| Your objective |
Copy the records below exactly, but leave out any picture they contain.

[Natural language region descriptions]

• • • • •

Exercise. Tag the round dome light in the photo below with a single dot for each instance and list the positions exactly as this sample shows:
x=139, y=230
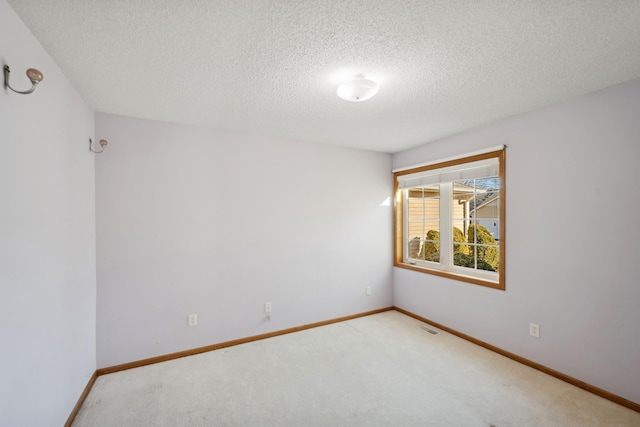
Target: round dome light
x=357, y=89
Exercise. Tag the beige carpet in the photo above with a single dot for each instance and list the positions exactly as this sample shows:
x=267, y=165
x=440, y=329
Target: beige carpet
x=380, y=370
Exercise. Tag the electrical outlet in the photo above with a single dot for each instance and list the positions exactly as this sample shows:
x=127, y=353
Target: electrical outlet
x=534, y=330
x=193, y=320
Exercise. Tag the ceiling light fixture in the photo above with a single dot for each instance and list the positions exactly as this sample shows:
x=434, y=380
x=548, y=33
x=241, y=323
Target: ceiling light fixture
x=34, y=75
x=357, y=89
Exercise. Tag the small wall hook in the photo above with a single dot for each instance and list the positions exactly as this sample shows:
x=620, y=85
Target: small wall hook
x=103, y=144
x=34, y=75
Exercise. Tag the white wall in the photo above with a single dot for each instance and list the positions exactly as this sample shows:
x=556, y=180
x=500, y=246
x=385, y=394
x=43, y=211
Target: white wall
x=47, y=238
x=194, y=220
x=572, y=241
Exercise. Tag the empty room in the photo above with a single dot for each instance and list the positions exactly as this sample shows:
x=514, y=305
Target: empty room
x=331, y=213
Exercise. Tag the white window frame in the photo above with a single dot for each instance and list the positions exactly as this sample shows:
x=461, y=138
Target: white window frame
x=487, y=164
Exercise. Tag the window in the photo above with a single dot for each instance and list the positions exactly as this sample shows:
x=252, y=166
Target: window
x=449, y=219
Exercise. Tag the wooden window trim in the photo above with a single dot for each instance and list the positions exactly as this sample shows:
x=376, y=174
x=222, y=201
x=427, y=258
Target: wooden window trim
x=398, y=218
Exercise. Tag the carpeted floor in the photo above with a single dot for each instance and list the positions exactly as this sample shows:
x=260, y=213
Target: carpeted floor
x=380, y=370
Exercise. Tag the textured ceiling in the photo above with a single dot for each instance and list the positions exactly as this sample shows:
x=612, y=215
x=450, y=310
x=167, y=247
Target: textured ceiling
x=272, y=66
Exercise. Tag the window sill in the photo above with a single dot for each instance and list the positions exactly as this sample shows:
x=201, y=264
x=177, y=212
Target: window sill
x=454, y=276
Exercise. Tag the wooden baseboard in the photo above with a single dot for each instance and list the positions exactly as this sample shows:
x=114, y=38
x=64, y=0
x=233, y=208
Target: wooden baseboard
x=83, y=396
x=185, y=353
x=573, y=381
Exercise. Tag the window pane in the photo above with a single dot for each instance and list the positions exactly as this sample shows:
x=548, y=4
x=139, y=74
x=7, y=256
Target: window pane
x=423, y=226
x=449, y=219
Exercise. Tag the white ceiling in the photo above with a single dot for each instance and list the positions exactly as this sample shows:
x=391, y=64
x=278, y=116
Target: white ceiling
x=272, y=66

• • • • •

| Answer section |
Exercise. Tag the round dome light in the photo below with a single dot for each instance and list the positions exactly as this sample shows:
x=139, y=230
Target: round dome light
x=357, y=89
Exercise. Tag the beige carpet in the photo above with a single dot for each instance and list the positions exactly as this sample shows:
x=267, y=165
x=440, y=329
Target: beige carpet
x=380, y=370
Exercise. Tag the electrical outlet in the photo above with a single dot for each instance and list the positions exactly as this sample shows:
x=127, y=353
Target: electrical outlet
x=534, y=330
x=193, y=320
Exercise. Tag the ceiling light fixture in the photo above with a single dot for each instance and list the positions exactly as this sample shows:
x=434, y=380
x=548, y=33
x=241, y=323
Target: ceiling light fixture
x=34, y=75
x=357, y=89
Exercise. Tag the small wall hook in the photo above with a single dot for each instance and list the positions exactly as this sample shows:
x=620, y=85
Target: small wall hook
x=103, y=144
x=34, y=75
Exercise. Tag the white wall in the photo above with a single dot for each instance and list the positions exactly as this sample shows:
x=556, y=180
x=500, y=246
x=385, y=394
x=43, y=211
Target: white wall
x=47, y=238
x=194, y=220
x=572, y=241
Exercise. Tag the empty room in the photo above with a single dot for each instance and list the positions exactly as this sample shows:
x=514, y=305
Target: empty room
x=331, y=213
Exercise. Tag the white window frame in the photo above with a single dot for each instance and list the positions exactly as this sample shows:
x=461, y=138
Target: white window frame
x=487, y=164
Exercise. Tag the window in the photo above with a single dot for each instance and list the positions exactly as this sample shows:
x=252, y=166
Target: window
x=449, y=219
Exercise. Tag the wooden window trim in the photo above with a single dot for each instance and list the positions exactly as this sample shows:
x=376, y=174
x=222, y=201
x=427, y=258
Target: wooden window trim
x=398, y=218
Exercise. Tag the carpeted floor in the photo above with a single dot for each instance and list the positions exactly as this sample shows:
x=260, y=213
Target: carpeted floor
x=380, y=370
Exercise. Tag the textured ceiling in the photo above with a single dot for each instance and list the positions exactly as this sample shows:
x=612, y=215
x=450, y=310
x=167, y=247
Target: textured ceiling
x=272, y=66
Exercise. Tag the window sill in the photo above with a single dot for each instance and list the positions exactly as this sample shows:
x=201, y=264
x=177, y=212
Target: window sill
x=454, y=276
Exercise. Tag the wooden baseboard in the photo above with a single dot for each instance and list the positions exactly as this sample shows:
x=114, y=38
x=64, y=0
x=233, y=208
Target: wooden baseboard
x=83, y=396
x=185, y=353
x=573, y=381
Exercise. Tag the window pane in the photo above with a single dot for each instance and list the positions exactly as this sample shows:
x=548, y=4
x=139, y=74
x=7, y=256
Target: window pane
x=423, y=226
x=449, y=219
Exercise. Tag the white ceiling in the photo above with a single dot for each instance and list the positions exactly as this sample shows:
x=391, y=64
x=278, y=116
Target: white ceiling
x=272, y=66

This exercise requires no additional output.